Problem to solve: Each record is to be reproduced verbatim.

Data to process:
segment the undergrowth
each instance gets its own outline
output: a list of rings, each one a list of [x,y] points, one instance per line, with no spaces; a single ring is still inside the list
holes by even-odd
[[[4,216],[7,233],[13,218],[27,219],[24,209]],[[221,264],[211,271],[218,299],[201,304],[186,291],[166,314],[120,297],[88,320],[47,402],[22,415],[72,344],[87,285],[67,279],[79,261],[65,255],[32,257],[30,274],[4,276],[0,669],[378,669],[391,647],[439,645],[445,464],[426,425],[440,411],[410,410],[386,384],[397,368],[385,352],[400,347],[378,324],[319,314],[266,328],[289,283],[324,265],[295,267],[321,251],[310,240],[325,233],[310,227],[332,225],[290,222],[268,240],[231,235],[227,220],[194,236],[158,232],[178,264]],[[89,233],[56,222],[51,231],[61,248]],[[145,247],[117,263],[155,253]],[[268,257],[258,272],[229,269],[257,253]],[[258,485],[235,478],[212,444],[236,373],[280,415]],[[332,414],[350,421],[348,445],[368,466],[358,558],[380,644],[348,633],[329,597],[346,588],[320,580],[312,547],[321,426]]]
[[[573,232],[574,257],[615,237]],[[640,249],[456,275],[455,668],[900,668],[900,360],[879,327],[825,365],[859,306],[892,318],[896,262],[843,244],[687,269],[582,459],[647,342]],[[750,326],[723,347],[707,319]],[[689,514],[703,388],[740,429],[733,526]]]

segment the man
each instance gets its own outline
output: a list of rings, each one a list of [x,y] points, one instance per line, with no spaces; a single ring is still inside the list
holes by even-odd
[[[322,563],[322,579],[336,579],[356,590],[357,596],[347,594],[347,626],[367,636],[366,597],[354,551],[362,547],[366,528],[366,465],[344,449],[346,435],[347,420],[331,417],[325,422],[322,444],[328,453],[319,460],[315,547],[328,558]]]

Solution below:
segment the undergrowth
each instance gets its own outline
output: a list of rings, each one a list of [x,y] points, one instance per line, with no spaces; a single ring is still inside the list
holes by even-odd
[[[4,216],[7,233],[13,218],[27,219],[24,209]],[[221,264],[211,271],[218,299],[201,304],[186,291],[166,314],[120,297],[88,320],[47,402],[22,415],[72,344],[87,285],[67,279],[79,261],[65,255],[32,257],[30,274],[4,276],[0,669],[378,669],[391,647],[439,645],[445,464],[426,425],[440,411],[410,410],[386,384],[397,368],[385,352],[400,347],[378,324],[319,314],[266,328],[289,283],[324,265],[295,267],[321,251],[310,240],[325,233],[310,227],[332,225],[290,222],[268,240],[231,235],[227,220],[194,236],[158,232],[178,264]],[[89,233],[56,222],[51,231],[61,248]],[[145,247],[117,263],[155,253]],[[268,257],[258,272],[229,269],[257,253]],[[258,485],[235,478],[212,444],[236,373],[280,415]],[[332,414],[350,421],[348,445],[368,466],[358,558],[380,644],[348,633],[329,597],[346,588],[320,580],[312,547],[321,426]]]
[[[573,232],[574,257],[615,237]],[[640,249],[456,275],[455,668],[900,668],[900,360],[879,327],[825,365],[859,306],[892,318],[896,262],[843,244],[687,269],[582,459],[647,342]],[[750,326],[723,347],[707,319]],[[689,514],[703,388],[740,429],[733,526]]]

segment the man
each instance gets its own outline
output: a list of rings, each one a list of [x,y] points, one instance per line, with no spaces; a single ring is still inside the list
holes by even-odd
[[[322,563],[322,579],[336,579],[356,590],[357,596],[347,594],[347,626],[367,636],[366,597],[354,551],[362,547],[366,528],[366,465],[344,449],[346,435],[347,420],[331,417],[325,422],[322,444],[328,453],[319,460],[315,547],[328,558]]]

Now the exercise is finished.